Across all the entries, tally the lines holding the word "below", and give the number by itself.

(Records excerpted from a collection)

#####

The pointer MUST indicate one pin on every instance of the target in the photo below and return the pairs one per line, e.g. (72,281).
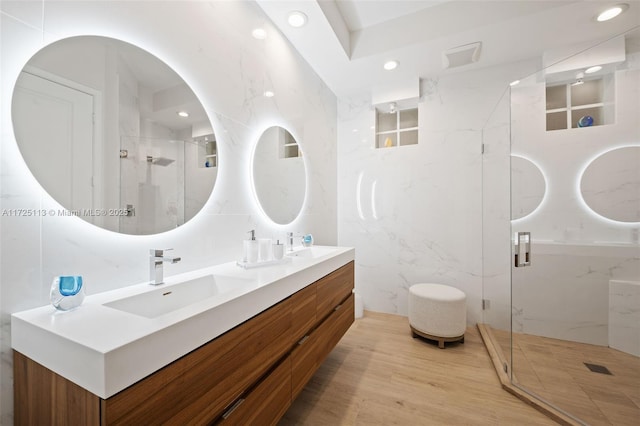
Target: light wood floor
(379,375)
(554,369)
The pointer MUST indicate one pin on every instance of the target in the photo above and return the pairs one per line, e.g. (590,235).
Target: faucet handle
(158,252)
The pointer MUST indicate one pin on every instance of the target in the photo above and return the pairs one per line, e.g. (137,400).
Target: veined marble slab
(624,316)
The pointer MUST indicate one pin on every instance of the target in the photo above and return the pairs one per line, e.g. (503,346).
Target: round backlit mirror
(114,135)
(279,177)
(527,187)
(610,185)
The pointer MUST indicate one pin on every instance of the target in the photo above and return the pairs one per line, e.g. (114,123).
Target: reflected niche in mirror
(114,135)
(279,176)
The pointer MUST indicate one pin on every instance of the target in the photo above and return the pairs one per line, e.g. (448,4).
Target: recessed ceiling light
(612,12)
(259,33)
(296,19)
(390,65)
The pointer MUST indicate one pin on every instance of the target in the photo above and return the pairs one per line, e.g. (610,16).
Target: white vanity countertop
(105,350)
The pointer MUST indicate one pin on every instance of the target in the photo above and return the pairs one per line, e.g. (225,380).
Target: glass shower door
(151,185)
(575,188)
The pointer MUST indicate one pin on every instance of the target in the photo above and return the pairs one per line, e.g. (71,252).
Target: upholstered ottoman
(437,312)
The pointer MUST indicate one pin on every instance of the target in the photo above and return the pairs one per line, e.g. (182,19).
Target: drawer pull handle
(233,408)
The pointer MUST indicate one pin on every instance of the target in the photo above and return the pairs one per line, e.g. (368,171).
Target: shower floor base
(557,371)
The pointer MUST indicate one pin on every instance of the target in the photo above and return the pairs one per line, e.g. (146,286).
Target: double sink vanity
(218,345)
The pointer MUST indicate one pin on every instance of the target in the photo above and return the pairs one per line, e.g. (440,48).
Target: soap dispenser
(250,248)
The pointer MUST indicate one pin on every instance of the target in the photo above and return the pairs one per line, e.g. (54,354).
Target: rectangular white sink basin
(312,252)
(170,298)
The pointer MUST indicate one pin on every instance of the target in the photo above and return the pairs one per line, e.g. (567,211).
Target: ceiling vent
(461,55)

#####

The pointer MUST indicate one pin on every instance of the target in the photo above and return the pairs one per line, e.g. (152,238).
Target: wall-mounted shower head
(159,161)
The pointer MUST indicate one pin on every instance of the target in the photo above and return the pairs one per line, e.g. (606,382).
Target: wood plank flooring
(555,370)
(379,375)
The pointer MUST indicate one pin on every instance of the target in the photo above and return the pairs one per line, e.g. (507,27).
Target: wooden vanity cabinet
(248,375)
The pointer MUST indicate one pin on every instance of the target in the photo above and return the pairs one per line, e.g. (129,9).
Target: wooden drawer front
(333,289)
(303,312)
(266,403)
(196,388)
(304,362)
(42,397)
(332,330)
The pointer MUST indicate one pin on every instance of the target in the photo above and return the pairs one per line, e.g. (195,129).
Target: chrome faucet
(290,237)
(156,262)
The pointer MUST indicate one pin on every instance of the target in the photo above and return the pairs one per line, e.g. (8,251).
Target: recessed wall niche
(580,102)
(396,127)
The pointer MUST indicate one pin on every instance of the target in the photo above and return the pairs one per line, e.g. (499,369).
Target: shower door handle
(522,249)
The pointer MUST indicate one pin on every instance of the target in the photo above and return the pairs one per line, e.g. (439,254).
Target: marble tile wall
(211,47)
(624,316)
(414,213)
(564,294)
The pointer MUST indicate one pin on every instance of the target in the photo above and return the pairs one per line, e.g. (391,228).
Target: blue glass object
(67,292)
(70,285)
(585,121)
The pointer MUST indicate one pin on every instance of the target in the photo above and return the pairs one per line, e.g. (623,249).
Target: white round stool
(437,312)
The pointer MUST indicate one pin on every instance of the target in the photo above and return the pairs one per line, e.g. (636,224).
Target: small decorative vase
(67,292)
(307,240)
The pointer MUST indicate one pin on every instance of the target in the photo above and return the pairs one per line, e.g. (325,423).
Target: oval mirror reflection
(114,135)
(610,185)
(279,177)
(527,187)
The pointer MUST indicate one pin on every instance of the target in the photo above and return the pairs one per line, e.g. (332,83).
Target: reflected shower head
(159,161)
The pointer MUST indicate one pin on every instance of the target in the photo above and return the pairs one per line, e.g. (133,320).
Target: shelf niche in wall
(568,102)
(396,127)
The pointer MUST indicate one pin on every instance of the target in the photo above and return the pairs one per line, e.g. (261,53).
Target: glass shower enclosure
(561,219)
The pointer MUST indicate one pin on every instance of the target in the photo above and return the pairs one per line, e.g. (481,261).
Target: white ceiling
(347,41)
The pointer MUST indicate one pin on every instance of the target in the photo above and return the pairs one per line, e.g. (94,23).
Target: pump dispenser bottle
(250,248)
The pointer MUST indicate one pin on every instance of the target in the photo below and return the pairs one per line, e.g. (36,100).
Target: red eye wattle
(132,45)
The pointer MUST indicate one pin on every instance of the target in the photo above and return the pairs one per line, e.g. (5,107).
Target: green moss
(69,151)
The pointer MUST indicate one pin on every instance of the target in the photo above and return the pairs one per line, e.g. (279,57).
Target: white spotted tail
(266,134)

#####

• Reply
2